● **DIRECTIONS FOR THIS TASK**: Print verbatim the lines from the beginning of the entries through the line containing "target: man's eyebrow", both ends included. Pictures should be left out.

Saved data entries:
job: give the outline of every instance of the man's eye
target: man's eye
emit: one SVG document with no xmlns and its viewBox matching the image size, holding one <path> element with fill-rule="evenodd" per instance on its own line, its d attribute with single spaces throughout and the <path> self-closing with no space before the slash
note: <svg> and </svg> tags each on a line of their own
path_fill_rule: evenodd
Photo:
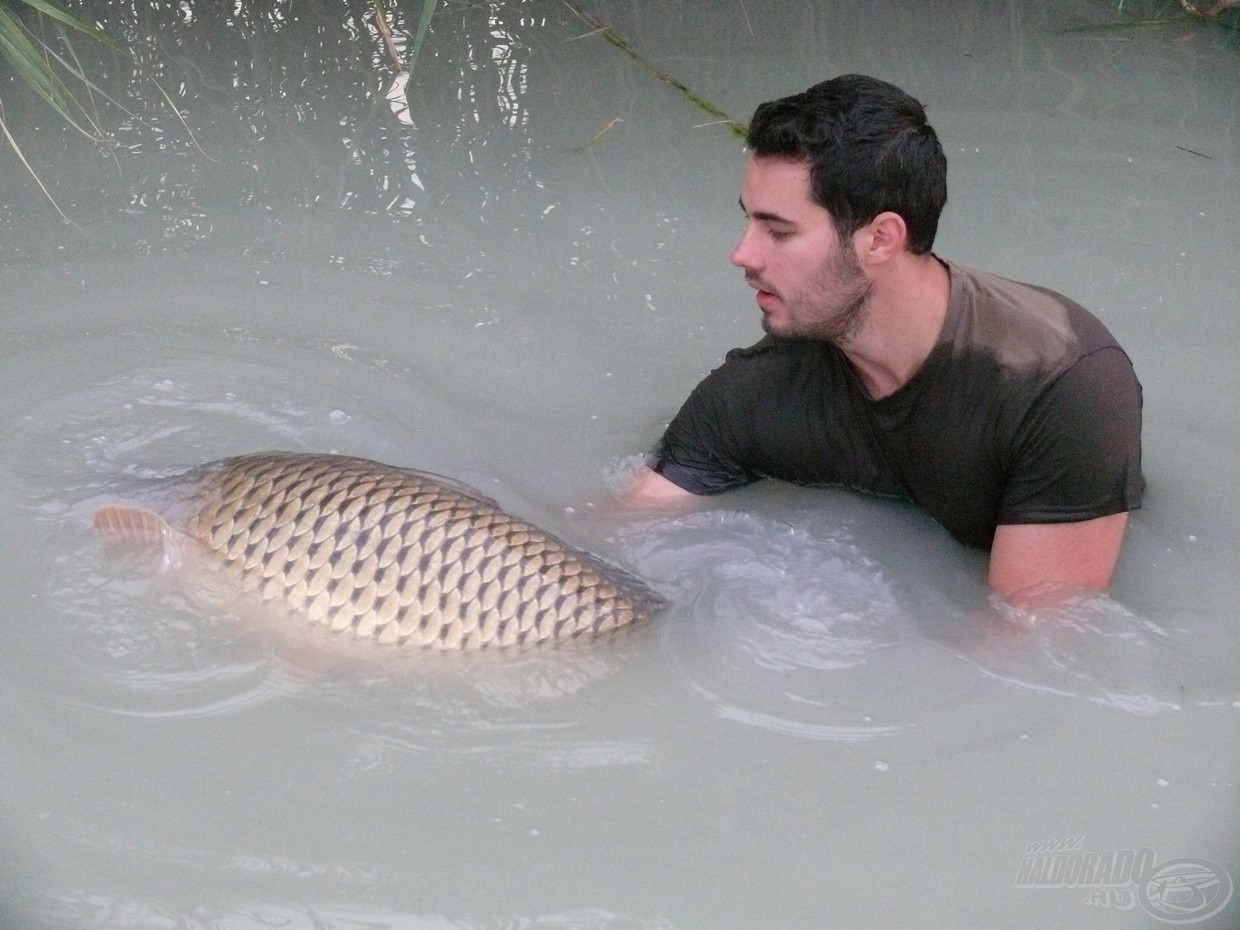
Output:
<svg viewBox="0 0 1240 930">
<path fill-rule="evenodd" d="M 786 229 L 772 229 L 770 230 L 770 234 L 771 238 L 776 242 L 783 242 L 785 239 L 792 237 L 792 233 Z"/>
</svg>

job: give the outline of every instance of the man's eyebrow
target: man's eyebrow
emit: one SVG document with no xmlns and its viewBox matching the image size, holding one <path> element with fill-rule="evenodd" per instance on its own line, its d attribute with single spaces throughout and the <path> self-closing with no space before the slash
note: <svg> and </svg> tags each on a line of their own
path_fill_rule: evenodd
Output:
<svg viewBox="0 0 1240 930">
<path fill-rule="evenodd" d="M 754 210 L 753 213 L 750 213 L 745 209 L 745 201 L 741 200 L 739 197 L 736 202 L 741 205 L 741 212 L 751 219 L 762 220 L 764 223 L 782 223 L 785 226 L 796 225 L 792 220 L 788 219 L 786 216 L 780 216 L 778 213 L 770 213 L 766 210 Z"/>
</svg>

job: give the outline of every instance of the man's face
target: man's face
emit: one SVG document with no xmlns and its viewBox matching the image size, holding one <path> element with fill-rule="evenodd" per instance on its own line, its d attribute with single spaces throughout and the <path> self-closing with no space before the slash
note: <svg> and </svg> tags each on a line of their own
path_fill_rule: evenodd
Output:
<svg viewBox="0 0 1240 930">
<path fill-rule="evenodd" d="M 745 231 L 732 264 L 758 292 L 773 336 L 846 343 L 866 314 L 871 284 L 831 215 L 810 196 L 809 163 L 751 158 L 741 186 Z"/>
</svg>

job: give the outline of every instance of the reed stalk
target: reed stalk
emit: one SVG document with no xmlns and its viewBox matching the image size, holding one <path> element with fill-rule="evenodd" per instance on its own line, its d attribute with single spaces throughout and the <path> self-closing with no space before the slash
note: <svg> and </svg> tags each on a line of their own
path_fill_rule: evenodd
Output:
<svg viewBox="0 0 1240 930">
<path fill-rule="evenodd" d="M 636 61 L 639 65 L 641 65 L 647 71 L 650 71 L 651 73 L 653 73 L 654 76 L 658 78 L 660 81 L 662 81 L 665 84 L 669 84 L 670 86 L 680 91 L 685 96 L 686 99 L 688 99 L 691 103 L 696 105 L 700 110 L 703 110 L 704 112 L 709 113 L 711 116 L 715 117 L 715 119 L 719 120 L 722 123 L 725 123 L 728 126 L 728 128 L 732 130 L 732 133 L 734 135 L 738 135 L 742 139 L 745 137 L 746 128 L 743 123 L 738 123 L 736 120 L 732 119 L 732 117 L 728 116 L 727 113 L 723 112 L 723 110 L 719 109 L 719 107 L 715 106 L 705 97 L 703 97 L 701 94 L 698 94 L 693 90 L 690 90 L 678 78 L 669 74 L 667 71 L 664 71 L 662 68 L 658 67 L 648 58 L 643 56 L 636 49 L 634 49 L 633 46 L 629 44 L 628 41 L 626 41 L 622 36 L 620 36 L 614 29 L 612 29 L 610 26 L 602 22 L 593 13 L 586 10 L 581 4 L 574 2 L 574 0 L 563 0 L 563 3 L 566 7 L 568 7 L 570 10 L 573 11 L 573 13 L 577 16 L 578 19 L 582 20 L 582 22 L 586 23 L 591 28 L 592 31 L 587 33 L 587 35 L 602 36 L 604 39 L 607 40 L 608 43 L 615 46 L 620 51 L 624 52 L 624 54 L 628 55 L 630 58 Z M 614 123 L 614 120 L 613 120 L 613 123 Z M 611 125 L 612 124 L 608 124 L 606 129 L 604 129 L 603 131 L 606 132 L 607 129 L 611 128 Z M 593 140 L 591 140 L 590 144 L 592 145 L 594 142 L 598 141 L 598 138 L 601 137 L 602 134 L 603 133 L 599 133 L 599 136 L 596 136 Z"/>
</svg>

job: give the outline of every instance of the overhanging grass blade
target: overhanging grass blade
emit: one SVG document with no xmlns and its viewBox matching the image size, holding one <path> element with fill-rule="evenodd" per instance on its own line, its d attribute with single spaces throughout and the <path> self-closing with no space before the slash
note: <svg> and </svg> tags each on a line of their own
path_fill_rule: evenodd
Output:
<svg viewBox="0 0 1240 930">
<path fill-rule="evenodd" d="M 0 55 L 3 55 L 16 75 L 25 81 L 71 126 L 86 136 L 92 136 L 74 118 L 70 108 L 76 103 L 73 93 L 56 76 L 47 60 L 26 38 L 23 25 L 0 5 Z M 93 136 L 92 136 L 93 137 Z"/>
<path fill-rule="evenodd" d="M 0 4 L 0 55 L 8 59 L 17 76 L 34 87 L 39 96 L 47 97 L 55 92 L 52 84 L 55 75 L 51 68 L 26 38 L 21 21 L 3 4 Z"/>
<path fill-rule="evenodd" d="M 725 125 L 727 125 L 728 128 L 732 130 L 733 135 L 740 136 L 741 138 L 745 137 L 747 130 L 743 123 L 738 123 L 736 120 L 732 119 L 732 117 L 728 116 L 728 114 L 724 113 L 721 109 L 719 109 L 709 100 L 707 100 L 705 97 L 702 97 L 701 95 L 697 93 L 694 93 L 692 90 L 686 87 L 685 84 L 682 81 L 680 81 L 678 78 L 674 77 L 673 75 L 664 71 L 662 68 L 655 65 L 653 62 L 649 61 L 647 58 L 641 55 L 636 49 L 634 49 L 633 46 L 630 45 L 621 35 L 619 35 L 615 30 L 613 30 L 606 23 L 602 22 L 597 16 L 595 16 L 594 14 L 586 10 L 584 7 L 582 7 L 581 4 L 575 3 L 573 2 L 573 0 L 563 0 L 563 3 L 566 7 L 572 10 L 573 13 L 576 14 L 579 19 L 583 20 L 585 23 L 587 23 L 591 27 L 591 29 L 594 30 L 594 32 L 590 33 L 590 35 L 596 35 L 596 34 L 601 35 L 609 43 L 614 45 L 616 48 L 620 49 L 620 51 L 624 52 L 624 54 L 628 55 L 630 58 L 632 58 L 634 61 L 640 64 L 643 68 L 646 68 L 648 71 L 653 72 L 654 76 L 657 77 L 660 81 L 676 88 L 691 103 L 696 105 L 701 110 L 704 110 L 705 112 L 709 113 L 711 116 L 715 117 L 721 123 L 724 123 Z"/>
<path fill-rule="evenodd" d="M 2 110 L 3 107 L 0 107 L 0 111 Z M 26 161 L 26 154 L 22 151 L 21 146 L 17 144 L 17 140 L 13 138 L 13 134 L 9 132 L 9 125 L 4 121 L 3 112 L 0 112 L 0 133 L 4 134 L 5 141 L 7 141 L 12 147 L 13 153 L 17 156 L 17 160 L 20 161 L 22 166 L 30 172 L 30 176 L 34 178 L 34 183 L 39 185 L 39 190 L 43 191 L 43 196 L 47 198 L 48 203 L 52 205 L 56 212 L 60 214 L 60 218 L 80 232 L 82 227 L 78 226 L 77 223 L 65 216 L 65 211 L 60 209 L 60 204 L 56 202 L 56 198 L 54 198 L 51 192 L 43 185 L 43 181 L 39 178 L 38 172 L 30 166 L 30 162 Z"/>
<path fill-rule="evenodd" d="M 22 0 L 22 2 L 32 10 L 37 10 L 49 19 L 54 19 L 58 23 L 63 23 L 64 25 L 70 26 L 79 32 L 85 33 L 96 42 L 106 45 L 113 51 L 120 52 L 122 55 L 126 56 L 129 54 L 129 49 L 125 48 L 125 46 L 117 42 L 98 26 L 92 25 L 91 23 L 86 22 L 86 20 L 74 16 L 71 12 L 69 12 L 69 10 L 65 9 L 59 3 L 53 3 L 52 0 Z"/>
</svg>

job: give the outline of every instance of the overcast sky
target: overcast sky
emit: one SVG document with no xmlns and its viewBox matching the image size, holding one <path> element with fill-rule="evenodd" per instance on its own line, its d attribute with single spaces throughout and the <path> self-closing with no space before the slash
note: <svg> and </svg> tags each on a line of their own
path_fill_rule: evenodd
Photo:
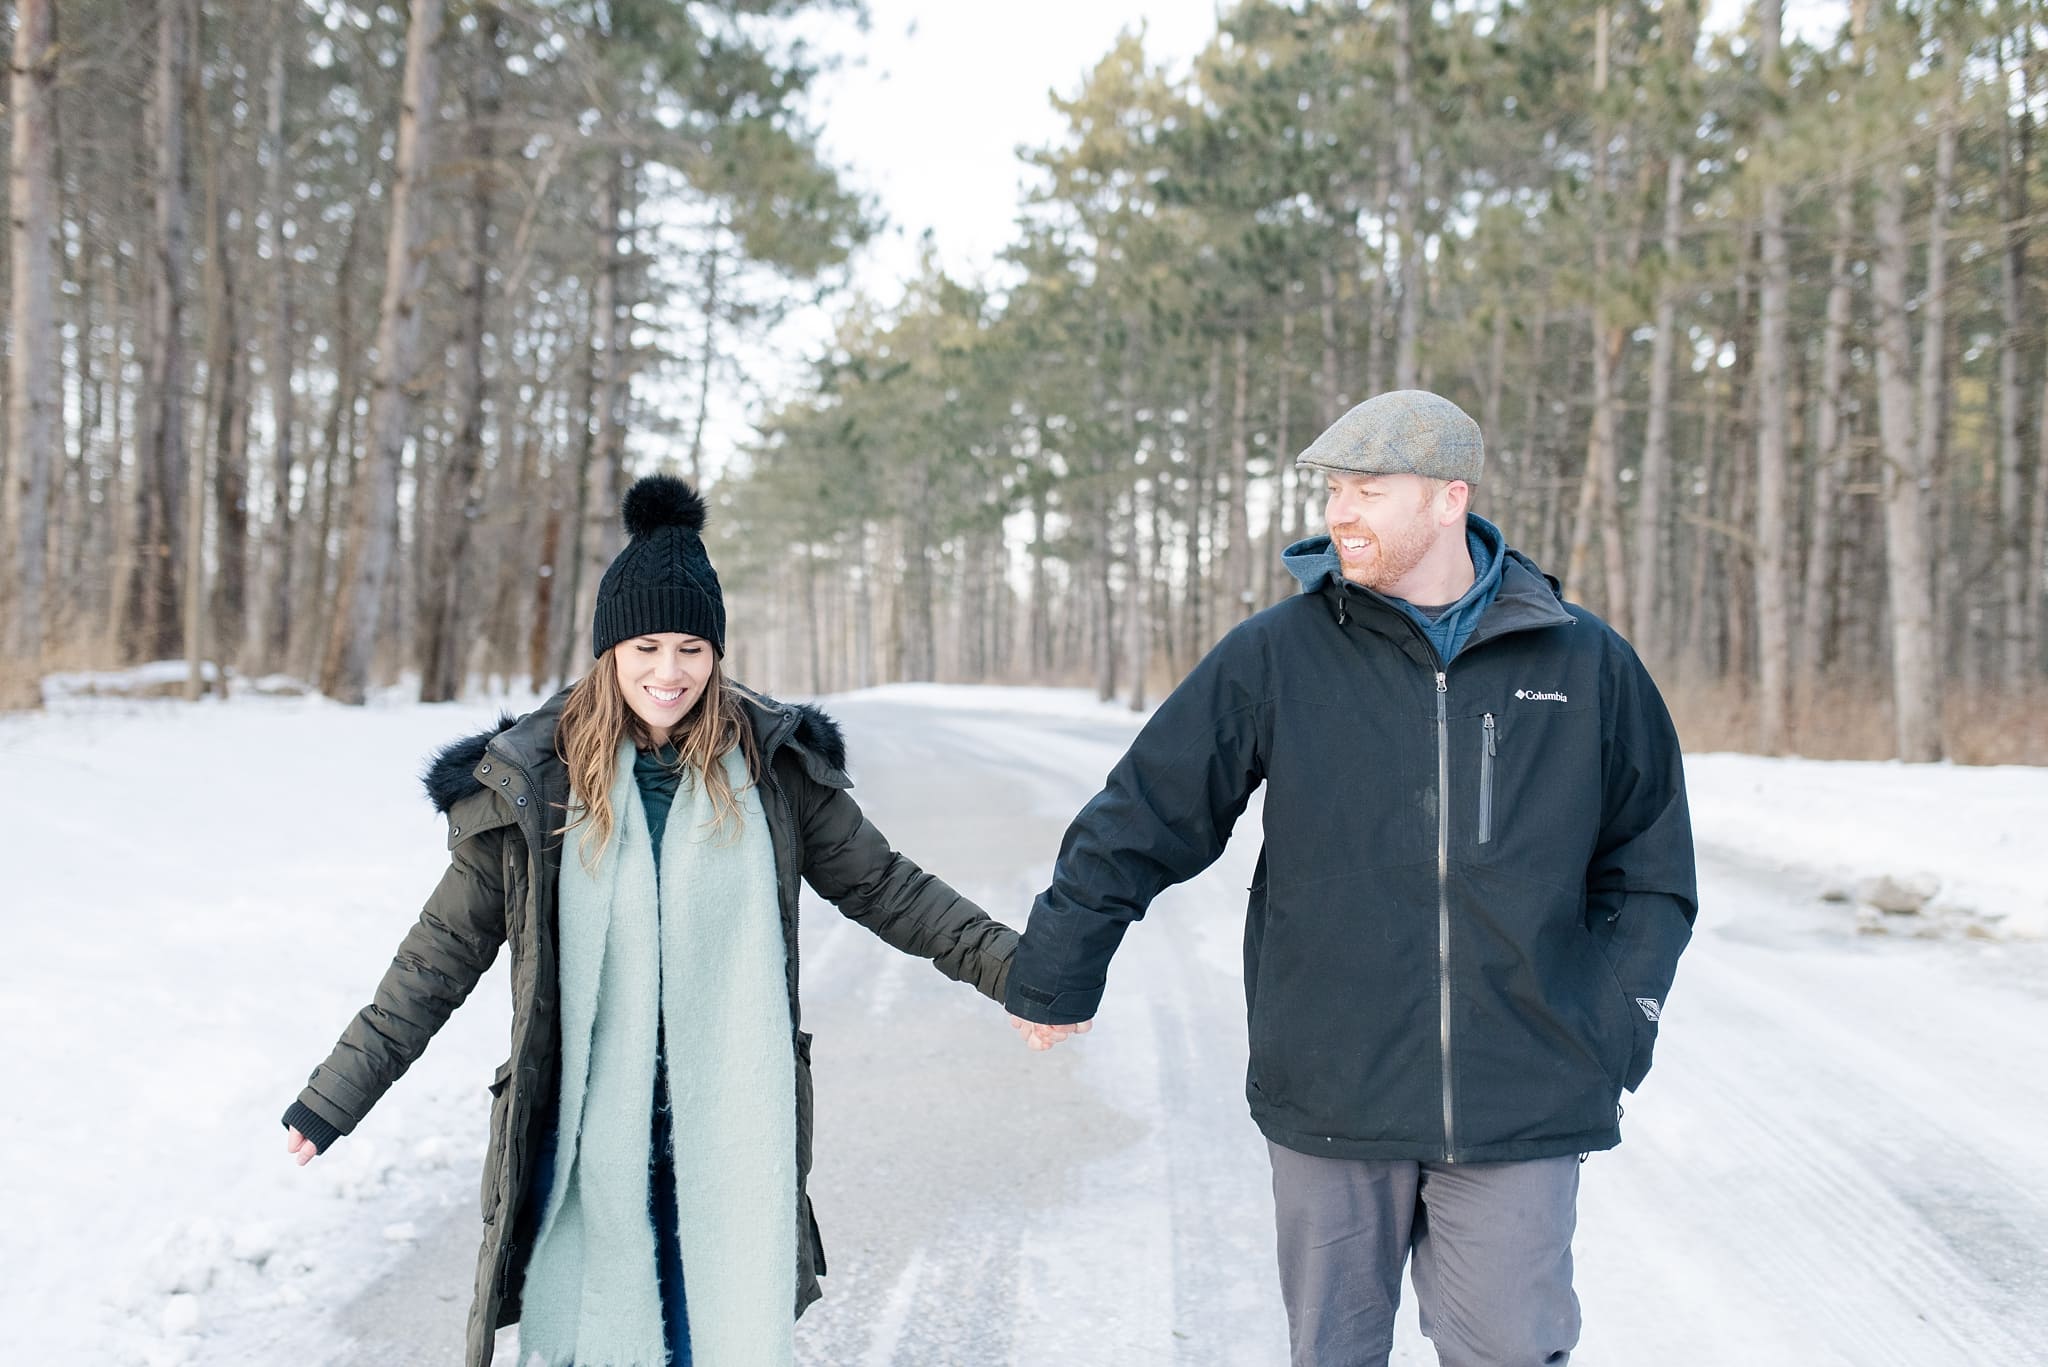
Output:
<svg viewBox="0 0 2048 1367">
<path fill-rule="evenodd" d="M 868 0 L 869 31 L 828 29 L 858 53 L 820 84 L 814 108 L 832 159 L 889 216 L 861 276 L 893 300 L 930 230 L 941 261 L 977 274 L 1010 240 L 1024 183 L 1019 146 L 1056 140 L 1049 95 L 1075 93 L 1125 29 L 1181 69 L 1216 31 L 1208 0 Z M 821 40 L 822 41 L 822 40 Z"/>
<path fill-rule="evenodd" d="M 1709 27 L 1730 27 L 1747 3 L 1709 0 Z M 1845 9 L 1845 0 L 1787 0 L 1786 27 L 1818 37 Z M 829 159 L 888 219 L 854 275 L 884 304 L 901 298 L 926 232 L 950 272 L 987 275 L 1011 240 L 1027 178 L 1017 149 L 1061 136 L 1048 96 L 1078 91 L 1118 33 L 1142 27 L 1148 56 L 1184 72 L 1216 31 L 1212 0 L 868 0 L 868 12 L 866 32 L 844 19 L 811 19 L 805 29 L 814 49 L 843 55 L 810 108 Z M 799 383 L 804 358 L 827 344 L 847 302 L 785 324 L 772 354 L 749 357 L 755 383 Z M 719 405 L 729 440 L 745 438 L 741 405 L 738 395 Z"/>
</svg>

● **RESPONSE FOR THIS EXERCISE**:
job: give the outline of every instance of the man's eye
target: man's eye
emit: one SVG document with no xmlns and its viewBox matching the image size, holding one <path> element with fill-rule="evenodd" per instance on its own line, its d attribute with single spaces throughout and the <path> self-closing with no space before the slash
note: <svg> and </svg> tags each on a line of their own
path_fill_rule: evenodd
Photo:
Output:
<svg viewBox="0 0 1240 930">
<path fill-rule="evenodd" d="M 786 229 L 772 229 L 770 230 L 770 234 L 771 238 L 776 242 L 783 242 L 785 239 L 792 237 L 792 233 Z"/>
</svg>

job: give the outline of every instance of the man's eyebrow
target: man's eyebrow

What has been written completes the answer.